» TEXT SECTION:
--- Start ---

Well they say that growth is finite. And if that is the case, then in Megan's case, this insane receivables bubble will burst SOON. And when it does, 430.354 million of trade receivables will cause SEVERE DAMAGE to the company!

Consider the following issue. Let's go back in time to March 2004. The following is an excerpt from Surf 88 (an independant investment website which no longer exists)
  • Exceptional boost. Megan Media (RM3.32, stock code 7101) recognised RM12.8M negative goodwill in its Nov 03 – Jan 04 quarter from the acquisition of MJC (Singapore) Pte Ltd (MJCS), propelling a more than doubling in sequential net profit. This is also the case on cumulative nine-month basis (May 03 – Jan 04 against May 02 – Jan 03).

    Excluding the exceptional item which had no cashflow implications, Megan Media still posted a commendable performance within our expectations. Nine-month sales more than doubled from the corresponding period last year on the back of continual capacity expansion, offsetting pricing pressures from DVD-R to still drive pretax profit 36% higher. Note that the nine-month results included about one month contribution from MJCS, without which turnover would have still expanded by 127%.

    Still promising outlook. The outlook for Megan Media remains promising as the merged entity (with MJCS) continues to raise capacity to strengthen its industry positioning while improving economies of scale. This would compensate lower prices for DVD-R, while CD-R prices are expected to be stable in comparison.

    Incorporating MJCS, Megan Media’s production capacity has increased by 50%. Meanwhile, the first production line in its new factory, which will add another 1.5x capacity upon full commissioning, is expected to start commercial production soon. The new factory can house 22 lines eventually, of which 10 lines will be installed in stages for 2004. The new lines are switchable between CD-R and DVD-R production, although Megan Media plans to focus more on DVD-R which it expects to outpace the growth of CD-R next year.

This one sentence caught my attention.

  • Note that the nine-month results included about one month contribution from MJCS, without which turnover would have still expanded by 127%.

So Megan's purchase of MJC drew a lot of flak because it was a related-party transaction, in which Yeo Wee Siong (Executive Director and substantial shareholder of Megan) and Yeo Wee Koon (substantial shareholder of Megan) jointly controlled MJCS.

In another posting by Surf 88,

  • …while raising net debt to 1.9x shareholders’ funds. At the same time though, one would have to keep a closer watch on Megan’s post-acquisition balance sheet. On its own and following aggressive expansion, Megan’s net debt has been raised to RM101M, or 62% of shareholders’ funds as of Jan 2003. Servicing ability though looked well manageable with pretax interest cover of above 4x in the latest quarter ended Jan 2003. Post acquisition, Megan would have to take on RM97M in purchase funding, as well as another RM135M borrowings currently under MJCS. On a pro-forma basis, group net debt would be raised to about 1.9x shareholders’ funds, after incorporating MJCS’ proposed sale of Megan shares.

The point was the Yeo's sold their company to Megan and along with it rm135 million in borrowings.

Now that's not all. That's old news. What I wanted to focus on is the receivables issue and note when this receivables really started to snowball.

--- End ---

» DATA SHOWN:
--- Start ---

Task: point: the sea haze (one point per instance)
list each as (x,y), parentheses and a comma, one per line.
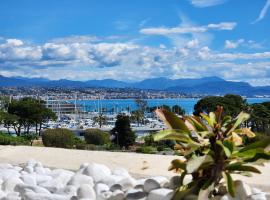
(205,86)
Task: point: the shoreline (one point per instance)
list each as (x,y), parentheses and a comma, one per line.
(139,165)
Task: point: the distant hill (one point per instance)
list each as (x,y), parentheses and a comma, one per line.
(206,85)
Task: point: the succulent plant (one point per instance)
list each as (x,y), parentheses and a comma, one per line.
(213,149)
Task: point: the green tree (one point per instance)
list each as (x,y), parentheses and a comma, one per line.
(96,137)
(122,133)
(260,117)
(100,120)
(178,110)
(232,104)
(29,112)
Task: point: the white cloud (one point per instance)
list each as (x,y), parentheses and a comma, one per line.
(206,3)
(263,12)
(229,44)
(188,29)
(127,61)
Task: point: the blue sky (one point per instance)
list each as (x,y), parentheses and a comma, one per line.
(133,40)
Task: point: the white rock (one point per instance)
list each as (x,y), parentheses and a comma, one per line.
(115,187)
(104,195)
(121,172)
(57,172)
(42,196)
(86,191)
(258,196)
(255,190)
(79,179)
(39,170)
(174,182)
(17,168)
(47,170)
(10,184)
(70,190)
(242,190)
(127,183)
(97,171)
(191,197)
(227,197)
(22,189)
(29,179)
(113,179)
(12,196)
(101,187)
(8,173)
(38,164)
(31,163)
(29,169)
(134,194)
(6,166)
(160,194)
(58,182)
(154,183)
(117,195)
(42,178)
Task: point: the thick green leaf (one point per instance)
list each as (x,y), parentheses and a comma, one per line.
(204,193)
(260,144)
(212,117)
(192,188)
(242,117)
(230,184)
(208,119)
(181,135)
(229,145)
(248,154)
(171,120)
(178,164)
(198,126)
(259,156)
(226,120)
(240,167)
(226,150)
(195,163)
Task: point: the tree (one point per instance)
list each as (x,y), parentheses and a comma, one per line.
(232,104)
(213,149)
(137,116)
(100,120)
(26,113)
(178,110)
(260,117)
(122,133)
(96,137)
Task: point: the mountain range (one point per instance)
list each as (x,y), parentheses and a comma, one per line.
(206,85)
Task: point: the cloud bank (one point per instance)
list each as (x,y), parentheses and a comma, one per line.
(85,59)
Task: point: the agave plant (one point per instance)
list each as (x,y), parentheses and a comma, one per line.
(212,148)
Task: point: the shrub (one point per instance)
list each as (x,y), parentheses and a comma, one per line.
(160,148)
(63,138)
(96,136)
(146,149)
(79,143)
(6,139)
(213,149)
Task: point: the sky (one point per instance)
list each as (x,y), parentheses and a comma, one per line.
(133,40)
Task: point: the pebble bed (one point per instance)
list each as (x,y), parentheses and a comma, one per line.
(94,182)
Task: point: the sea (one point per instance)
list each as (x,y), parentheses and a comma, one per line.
(119,105)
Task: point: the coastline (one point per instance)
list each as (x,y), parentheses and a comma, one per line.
(139,165)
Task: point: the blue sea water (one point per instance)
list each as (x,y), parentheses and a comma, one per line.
(117,105)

--- End ---

» WORK TO DO:
(1) Reproduce the Megan Media passage from "Still promising outlook." up to and including "CD-R next year.".
(2) In the Megan Media passage, how much negative goodwill did Megan Media recognize in its Nov 03 – Jan 04 quarter?

» ANSWERS FOR THE EXERCISE:
(1)
Still promising outlook. The outlook for Megan Media remains promising as the merged entity (with MJCS) continues to raise capacity to strengthen its industry positioning while improving economies of scale. This would compensate lower prices for DVD-R, while CD-R prices are expected to be stable in comparison.

    Incorporating MJCS, Megan Media’s production capacity has increased by 50%. Meanwhile, the first production line in its new factory, which will add another 1.5x capacity upon full commissioning, is expected to start commercial production soon. The new factory can house 22 lines eventually, of which 10 lines will be installed in stages for 2004. The new lines are switchable between CD-R and DVD-R production, although Megan Media plans to focus more on DVD-R which it expects to outpace the growth of CD-R next year.

(2) RM12.8M, from its acquisition of MJC (Singapore) Pte Ltd (MJCS).